Affichez toutes les lignes des entrées ci-dessous où figure le mot « white », en tenant compte des majuscules et des minuscules.

▶ ENTRÉES AFFICHÉES:
• • •
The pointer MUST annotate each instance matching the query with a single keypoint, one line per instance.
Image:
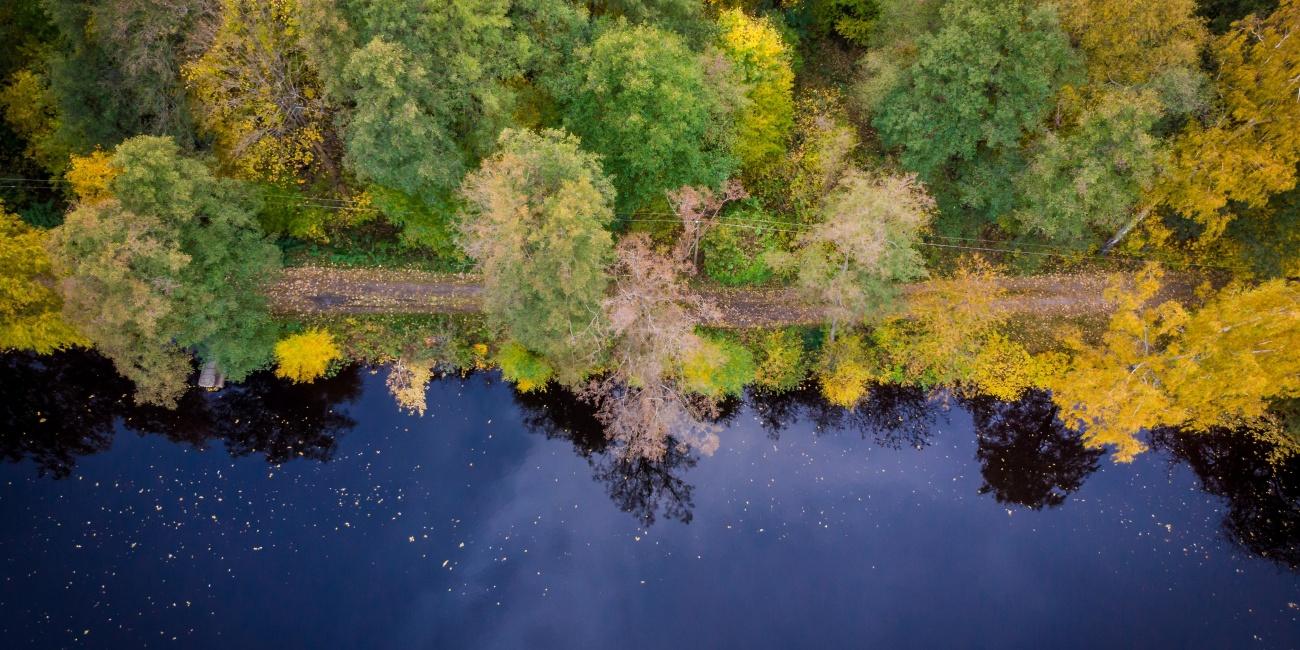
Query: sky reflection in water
(501, 521)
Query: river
(321, 516)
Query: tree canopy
(172, 260)
(642, 100)
(536, 222)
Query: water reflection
(648, 490)
(1027, 456)
(892, 416)
(57, 408)
(63, 407)
(60, 407)
(1262, 498)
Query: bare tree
(651, 316)
(698, 209)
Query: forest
(602, 168)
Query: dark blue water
(320, 516)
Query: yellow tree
(1130, 43)
(30, 308)
(1161, 365)
(408, 382)
(304, 358)
(1236, 352)
(91, 176)
(258, 94)
(762, 60)
(846, 371)
(1113, 390)
(1252, 150)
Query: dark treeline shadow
(1027, 456)
(1262, 497)
(892, 416)
(60, 407)
(648, 490)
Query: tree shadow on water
(1027, 456)
(64, 406)
(648, 490)
(1262, 494)
(892, 416)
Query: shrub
(718, 368)
(733, 250)
(527, 369)
(846, 372)
(781, 364)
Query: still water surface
(320, 516)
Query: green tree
(716, 368)
(1130, 43)
(762, 60)
(113, 72)
(1087, 181)
(850, 263)
(976, 90)
(260, 96)
(172, 261)
(641, 100)
(536, 222)
(30, 308)
(393, 138)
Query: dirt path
(329, 290)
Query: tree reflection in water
(644, 489)
(1262, 498)
(59, 407)
(893, 416)
(1027, 456)
(63, 406)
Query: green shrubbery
(733, 251)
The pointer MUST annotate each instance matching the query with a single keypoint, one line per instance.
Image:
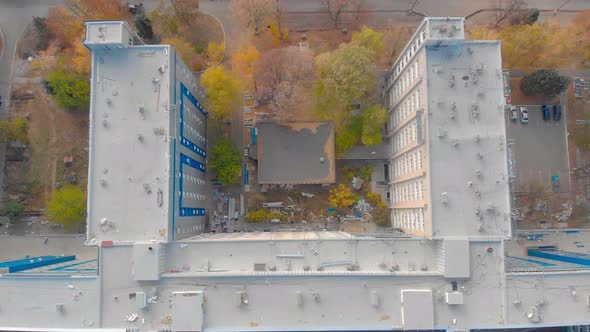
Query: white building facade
(446, 134)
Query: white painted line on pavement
(2, 38)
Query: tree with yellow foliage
(244, 61)
(183, 48)
(538, 45)
(215, 52)
(341, 196)
(224, 91)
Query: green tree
(225, 161)
(69, 90)
(369, 38)
(374, 118)
(350, 70)
(545, 81)
(13, 130)
(186, 52)
(40, 24)
(531, 17)
(144, 28)
(215, 52)
(224, 91)
(67, 206)
(12, 209)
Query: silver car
(524, 115)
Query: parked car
(513, 113)
(546, 112)
(524, 115)
(557, 112)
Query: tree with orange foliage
(581, 35)
(99, 9)
(64, 26)
(81, 59)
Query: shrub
(144, 28)
(375, 199)
(70, 91)
(12, 209)
(341, 196)
(13, 130)
(67, 206)
(545, 81)
(225, 161)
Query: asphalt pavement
(15, 15)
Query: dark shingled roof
(299, 152)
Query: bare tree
(284, 76)
(253, 14)
(337, 8)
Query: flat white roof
(130, 124)
(467, 139)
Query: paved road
(15, 15)
(540, 151)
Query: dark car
(557, 112)
(546, 112)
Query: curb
(2, 39)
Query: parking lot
(539, 150)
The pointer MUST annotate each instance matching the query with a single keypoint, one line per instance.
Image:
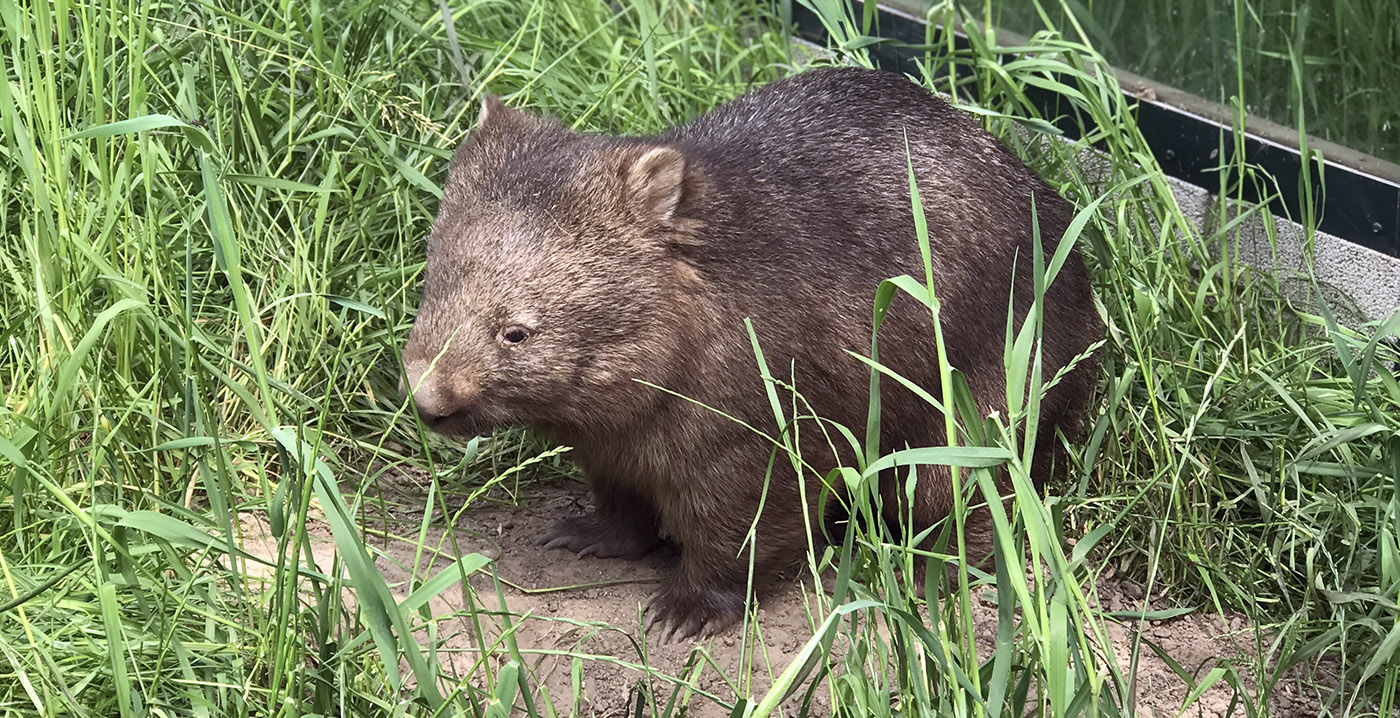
• • •
▶ RÉSULTAT CI-DESSOUS:
Query: white building facade
Query: white painted line on pavement
Query: flat white roof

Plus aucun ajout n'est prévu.